_INFORMATION SHOWN_:

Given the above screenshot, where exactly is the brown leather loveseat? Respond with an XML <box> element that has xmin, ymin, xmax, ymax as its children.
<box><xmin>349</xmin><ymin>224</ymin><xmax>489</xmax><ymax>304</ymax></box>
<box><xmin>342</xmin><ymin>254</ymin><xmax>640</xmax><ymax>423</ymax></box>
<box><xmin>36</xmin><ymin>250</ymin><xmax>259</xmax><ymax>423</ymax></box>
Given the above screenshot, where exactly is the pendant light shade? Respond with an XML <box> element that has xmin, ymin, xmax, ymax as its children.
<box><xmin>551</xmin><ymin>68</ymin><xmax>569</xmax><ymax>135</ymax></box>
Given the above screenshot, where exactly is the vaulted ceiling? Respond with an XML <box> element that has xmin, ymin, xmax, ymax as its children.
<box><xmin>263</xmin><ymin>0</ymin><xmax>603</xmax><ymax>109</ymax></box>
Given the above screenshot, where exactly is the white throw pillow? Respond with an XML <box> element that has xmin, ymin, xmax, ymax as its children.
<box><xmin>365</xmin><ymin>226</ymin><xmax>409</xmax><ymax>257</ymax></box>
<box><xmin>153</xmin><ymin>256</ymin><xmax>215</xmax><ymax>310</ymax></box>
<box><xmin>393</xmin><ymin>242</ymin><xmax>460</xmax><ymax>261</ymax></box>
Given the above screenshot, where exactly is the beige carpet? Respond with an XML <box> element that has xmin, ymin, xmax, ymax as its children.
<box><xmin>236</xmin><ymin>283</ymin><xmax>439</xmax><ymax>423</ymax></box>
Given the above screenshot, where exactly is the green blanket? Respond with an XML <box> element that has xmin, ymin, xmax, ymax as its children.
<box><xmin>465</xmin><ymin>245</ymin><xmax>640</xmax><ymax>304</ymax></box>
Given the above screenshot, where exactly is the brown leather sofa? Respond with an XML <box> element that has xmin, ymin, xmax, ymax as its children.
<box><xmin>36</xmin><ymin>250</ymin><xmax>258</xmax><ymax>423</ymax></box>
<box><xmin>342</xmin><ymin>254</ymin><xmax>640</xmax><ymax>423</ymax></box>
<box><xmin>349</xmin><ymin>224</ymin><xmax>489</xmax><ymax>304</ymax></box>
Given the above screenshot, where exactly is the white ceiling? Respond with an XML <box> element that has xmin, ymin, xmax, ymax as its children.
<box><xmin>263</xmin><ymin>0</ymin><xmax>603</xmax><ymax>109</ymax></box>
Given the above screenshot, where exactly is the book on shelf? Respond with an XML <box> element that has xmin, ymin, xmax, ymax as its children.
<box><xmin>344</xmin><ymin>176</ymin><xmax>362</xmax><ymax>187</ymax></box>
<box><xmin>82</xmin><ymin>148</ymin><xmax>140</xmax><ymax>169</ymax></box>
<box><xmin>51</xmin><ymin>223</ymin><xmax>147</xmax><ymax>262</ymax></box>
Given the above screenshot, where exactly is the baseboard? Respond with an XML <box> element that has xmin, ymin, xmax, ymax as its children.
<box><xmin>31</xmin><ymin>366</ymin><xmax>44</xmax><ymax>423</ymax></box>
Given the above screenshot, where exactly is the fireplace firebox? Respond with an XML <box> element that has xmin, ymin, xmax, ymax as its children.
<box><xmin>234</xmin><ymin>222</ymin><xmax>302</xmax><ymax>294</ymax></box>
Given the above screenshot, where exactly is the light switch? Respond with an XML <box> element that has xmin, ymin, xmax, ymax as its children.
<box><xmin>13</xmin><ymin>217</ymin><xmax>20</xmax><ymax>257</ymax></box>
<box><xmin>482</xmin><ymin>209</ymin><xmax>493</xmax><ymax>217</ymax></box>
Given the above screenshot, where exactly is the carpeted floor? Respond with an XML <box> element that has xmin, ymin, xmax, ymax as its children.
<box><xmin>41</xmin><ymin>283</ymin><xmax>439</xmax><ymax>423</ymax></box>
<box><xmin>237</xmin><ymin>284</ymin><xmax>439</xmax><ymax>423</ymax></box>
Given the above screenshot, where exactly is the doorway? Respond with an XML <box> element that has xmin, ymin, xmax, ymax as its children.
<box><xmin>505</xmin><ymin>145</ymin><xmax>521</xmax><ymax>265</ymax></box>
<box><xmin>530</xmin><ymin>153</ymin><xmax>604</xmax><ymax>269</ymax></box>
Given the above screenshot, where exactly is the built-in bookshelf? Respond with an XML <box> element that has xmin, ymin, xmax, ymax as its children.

_DESCRIPTION OF THE TASK_: Rewrite all of the data, replacing "where exactly is" with "where is" everywhere it occurs and leaving everything else unchanged.

_ANSWER TO THE PROBLEM_:
Given the above screenshot, where is the brown leather loveseat? Respond with an XML <box> element that has xmin, ymin, xmax, ymax as its children.
<box><xmin>349</xmin><ymin>224</ymin><xmax>489</xmax><ymax>304</ymax></box>
<box><xmin>342</xmin><ymin>254</ymin><xmax>640</xmax><ymax>423</ymax></box>
<box><xmin>36</xmin><ymin>250</ymin><xmax>259</xmax><ymax>423</ymax></box>
Given the above screenshot, where is the pendant light shade? Respond with an XML <box> element that has xmin, ymin, xmax, ymax as its children.
<box><xmin>551</xmin><ymin>68</ymin><xmax>569</xmax><ymax>135</ymax></box>
Given the above screenshot, where is the vaulted ceiling? Respond with an XML <box> element that has xmin, ymin, xmax, ymax as its children.
<box><xmin>263</xmin><ymin>0</ymin><xmax>603</xmax><ymax>109</ymax></box>
Given the above screenshot, where is the white throw pillow? Respond with an XML <box> element that has xmin, ymin, xmax, ymax as its children.
<box><xmin>365</xmin><ymin>226</ymin><xmax>409</xmax><ymax>257</ymax></box>
<box><xmin>153</xmin><ymin>256</ymin><xmax>215</xmax><ymax>310</ymax></box>
<box><xmin>393</xmin><ymin>242</ymin><xmax>460</xmax><ymax>261</ymax></box>
Given the above screenshot, where is the beige carpet? Respond with an XML <box> element that has xmin, ymin, xmax, ymax as its children.
<box><xmin>236</xmin><ymin>283</ymin><xmax>439</xmax><ymax>423</ymax></box>
Given the above screenshot, where is the green blanket? Respond with an XML <box> element that has xmin, ymin, xmax, ymax as its children.
<box><xmin>465</xmin><ymin>245</ymin><xmax>640</xmax><ymax>304</ymax></box>
Given the above screenshot, where is the brown leather sofa? Respond with an XML <box> element that has xmin, ymin, xmax, ymax as its children.
<box><xmin>36</xmin><ymin>250</ymin><xmax>258</xmax><ymax>423</ymax></box>
<box><xmin>342</xmin><ymin>254</ymin><xmax>640</xmax><ymax>423</ymax></box>
<box><xmin>349</xmin><ymin>224</ymin><xmax>489</xmax><ymax>304</ymax></box>
Given the above screenshot, where is the white ceiling? Respond with an XML <box> element that has xmin, ymin, xmax, ymax as its children.
<box><xmin>263</xmin><ymin>0</ymin><xmax>603</xmax><ymax>109</ymax></box>
Given the above screenshot, where is the book on shelf? Respond with an XML <box> element that has xmin, ymin, xmax, ymax as its children.
<box><xmin>344</xmin><ymin>176</ymin><xmax>362</xmax><ymax>187</ymax></box>
<box><xmin>82</xmin><ymin>148</ymin><xmax>140</xmax><ymax>169</ymax></box>
<box><xmin>51</xmin><ymin>223</ymin><xmax>147</xmax><ymax>262</ymax></box>
Given the above screenshot, where is the baseboard? Respond with an XML <box> element that has xmin, ymin, xmax, ymax as its children.
<box><xmin>31</xmin><ymin>366</ymin><xmax>44</xmax><ymax>423</ymax></box>
Given the above screenshot, where is the fireplace firebox? Respond with an XML <box> element that has xmin, ymin, xmax, ymax as its children.
<box><xmin>234</xmin><ymin>222</ymin><xmax>302</xmax><ymax>294</ymax></box>
Given the above screenshot, where is the light switch? Respond with an XML <box> element that has xmin, ymin, xmax, ymax as its children.
<box><xmin>13</xmin><ymin>217</ymin><xmax>20</xmax><ymax>257</ymax></box>
<box><xmin>482</xmin><ymin>209</ymin><xmax>493</xmax><ymax>217</ymax></box>
Given the above screenshot, where is the carpeted floor? Respond with an XML <box> element that has xmin, ymin, xmax, ymax as its children.
<box><xmin>41</xmin><ymin>283</ymin><xmax>439</xmax><ymax>423</ymax></box>
<box><xmin>237</xmin><ymin>284</ymin><xmax>439</xmax><ymax>423</ymax></box>
Given the above screenshot, where is the doorway? Respond with an XML <box> element that has xmin, ymin, xmax, ymax as its children.
<box><xmin>505</xmin><ymin>145</ymin><xmax>521</xmax><ymax>265</ymax></box>
<box><xmin>530</xmin><ymin>153</ymin><xmax>604</xmax><ymax>269</ymax></box>
Given the above screenshot, where is the built-in bookshelf? Respond with an XML <box> element that has xmin, ymin, xmax, ymax as its children.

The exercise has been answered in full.